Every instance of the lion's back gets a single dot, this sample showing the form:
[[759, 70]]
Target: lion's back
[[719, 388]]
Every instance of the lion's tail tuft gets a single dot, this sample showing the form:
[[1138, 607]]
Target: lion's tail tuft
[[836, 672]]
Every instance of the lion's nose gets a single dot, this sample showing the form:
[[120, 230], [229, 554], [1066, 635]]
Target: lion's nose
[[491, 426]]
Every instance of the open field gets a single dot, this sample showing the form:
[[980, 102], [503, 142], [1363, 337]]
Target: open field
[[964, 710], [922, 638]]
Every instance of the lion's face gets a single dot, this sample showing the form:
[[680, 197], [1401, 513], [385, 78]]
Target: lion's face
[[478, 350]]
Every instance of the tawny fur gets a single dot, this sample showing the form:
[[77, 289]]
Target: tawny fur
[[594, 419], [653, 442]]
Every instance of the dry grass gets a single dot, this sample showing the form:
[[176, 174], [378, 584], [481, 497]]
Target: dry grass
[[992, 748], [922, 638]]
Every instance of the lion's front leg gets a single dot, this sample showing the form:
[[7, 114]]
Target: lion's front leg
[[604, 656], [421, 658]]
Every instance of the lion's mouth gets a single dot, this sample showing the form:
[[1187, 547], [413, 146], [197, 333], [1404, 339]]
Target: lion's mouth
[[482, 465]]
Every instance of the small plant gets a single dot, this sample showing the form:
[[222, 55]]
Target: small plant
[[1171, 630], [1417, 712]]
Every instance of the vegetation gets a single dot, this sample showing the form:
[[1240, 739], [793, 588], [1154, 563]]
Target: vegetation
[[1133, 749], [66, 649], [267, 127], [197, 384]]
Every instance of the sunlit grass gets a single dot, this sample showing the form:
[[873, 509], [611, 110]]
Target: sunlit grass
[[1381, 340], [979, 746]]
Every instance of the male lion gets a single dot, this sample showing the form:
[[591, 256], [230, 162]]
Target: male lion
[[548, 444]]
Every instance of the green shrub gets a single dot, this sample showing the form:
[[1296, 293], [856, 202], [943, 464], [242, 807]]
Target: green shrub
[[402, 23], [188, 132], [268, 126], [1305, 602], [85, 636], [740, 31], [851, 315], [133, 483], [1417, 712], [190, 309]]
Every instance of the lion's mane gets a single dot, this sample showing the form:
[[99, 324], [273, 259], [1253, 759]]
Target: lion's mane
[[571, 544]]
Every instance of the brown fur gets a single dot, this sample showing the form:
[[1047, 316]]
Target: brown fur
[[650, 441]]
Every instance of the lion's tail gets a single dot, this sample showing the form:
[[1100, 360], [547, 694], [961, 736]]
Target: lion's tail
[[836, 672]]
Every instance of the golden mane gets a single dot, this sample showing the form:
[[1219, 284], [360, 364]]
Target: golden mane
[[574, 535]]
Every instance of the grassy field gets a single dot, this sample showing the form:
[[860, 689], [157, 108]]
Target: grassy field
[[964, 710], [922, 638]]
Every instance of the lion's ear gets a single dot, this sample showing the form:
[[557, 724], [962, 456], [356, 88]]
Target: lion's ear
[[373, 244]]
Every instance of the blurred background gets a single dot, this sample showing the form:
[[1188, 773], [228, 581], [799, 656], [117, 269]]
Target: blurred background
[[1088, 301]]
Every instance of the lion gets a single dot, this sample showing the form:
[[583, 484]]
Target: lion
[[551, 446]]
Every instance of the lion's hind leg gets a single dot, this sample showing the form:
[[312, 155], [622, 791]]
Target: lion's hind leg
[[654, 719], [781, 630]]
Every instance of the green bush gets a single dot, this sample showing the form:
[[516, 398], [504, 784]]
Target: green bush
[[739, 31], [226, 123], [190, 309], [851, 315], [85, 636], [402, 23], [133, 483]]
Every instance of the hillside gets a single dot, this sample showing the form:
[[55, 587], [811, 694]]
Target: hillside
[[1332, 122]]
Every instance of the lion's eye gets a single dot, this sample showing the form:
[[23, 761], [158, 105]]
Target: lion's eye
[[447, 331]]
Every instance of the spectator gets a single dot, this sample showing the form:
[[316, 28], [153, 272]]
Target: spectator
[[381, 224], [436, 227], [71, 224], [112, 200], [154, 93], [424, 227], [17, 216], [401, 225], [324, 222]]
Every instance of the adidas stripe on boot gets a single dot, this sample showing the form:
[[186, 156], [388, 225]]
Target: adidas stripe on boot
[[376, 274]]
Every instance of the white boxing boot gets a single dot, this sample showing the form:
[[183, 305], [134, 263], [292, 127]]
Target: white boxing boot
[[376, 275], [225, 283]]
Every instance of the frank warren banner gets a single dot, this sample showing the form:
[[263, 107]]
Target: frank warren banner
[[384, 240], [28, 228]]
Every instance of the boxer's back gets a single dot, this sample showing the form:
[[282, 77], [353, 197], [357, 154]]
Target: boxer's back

**WHAT YOU SHOULD DO:** Rewrite the material starting with the line that contains "Every instance of the lion gets" and going on through the line that contains "23], [133, 483]]", keeping every line. Offset each coordinate in the answer points by 88 and leave all other numbers as they are.

**RESPONSE:**
Every instance of the lion gets a single dot, this sample showing the form:
[[583, 484]]
Target: lion
[[639, 534]]
Every instance of the lion's hind leg gets a single dot, this sample showing the form:
[[312, 155], [622, 791]]
Target: lion's hind leg
[[742, 807], [869, 718]]
Every instance of the green bush gets a single dot, this sample showing the form:
[[516, 398], [504, 784]]
Target: green bush
[[827, 119], [314, 211], [278, 397], [939, 403], [173, 724], [490, 111], [221, 571]]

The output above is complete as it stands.